Required action -> Where does the word "bull" occur in the data below? Copy each line that holds it.

Data provided ->
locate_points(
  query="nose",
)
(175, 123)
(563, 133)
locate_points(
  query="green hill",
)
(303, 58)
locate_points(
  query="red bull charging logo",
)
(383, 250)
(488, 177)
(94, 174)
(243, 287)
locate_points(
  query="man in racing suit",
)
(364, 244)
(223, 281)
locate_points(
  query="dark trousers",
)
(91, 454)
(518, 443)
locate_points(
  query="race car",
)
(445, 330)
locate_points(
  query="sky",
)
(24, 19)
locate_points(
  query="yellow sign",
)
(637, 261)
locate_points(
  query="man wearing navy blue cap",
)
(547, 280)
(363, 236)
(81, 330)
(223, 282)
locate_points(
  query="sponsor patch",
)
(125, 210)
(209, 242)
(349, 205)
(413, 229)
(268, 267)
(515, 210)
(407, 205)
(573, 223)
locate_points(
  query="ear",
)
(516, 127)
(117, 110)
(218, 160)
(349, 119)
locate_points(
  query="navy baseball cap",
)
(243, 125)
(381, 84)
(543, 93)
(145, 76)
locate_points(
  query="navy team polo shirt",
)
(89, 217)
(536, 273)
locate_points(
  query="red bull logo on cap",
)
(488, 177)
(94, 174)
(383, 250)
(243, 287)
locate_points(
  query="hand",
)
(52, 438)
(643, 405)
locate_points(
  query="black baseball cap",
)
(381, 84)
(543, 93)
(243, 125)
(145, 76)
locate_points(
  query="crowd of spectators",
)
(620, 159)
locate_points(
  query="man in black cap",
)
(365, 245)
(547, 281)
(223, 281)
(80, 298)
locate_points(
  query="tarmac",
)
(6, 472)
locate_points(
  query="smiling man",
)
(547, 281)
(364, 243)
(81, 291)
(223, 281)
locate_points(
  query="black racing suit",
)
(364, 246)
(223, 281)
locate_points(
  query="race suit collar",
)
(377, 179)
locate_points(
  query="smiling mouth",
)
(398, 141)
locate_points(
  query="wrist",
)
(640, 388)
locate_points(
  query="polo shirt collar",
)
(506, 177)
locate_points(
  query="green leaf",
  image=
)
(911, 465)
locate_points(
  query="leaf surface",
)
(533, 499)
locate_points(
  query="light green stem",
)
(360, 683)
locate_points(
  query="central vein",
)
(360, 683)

Answer box ->
  query="red bull charging logo",
  query="red bull logo on cap",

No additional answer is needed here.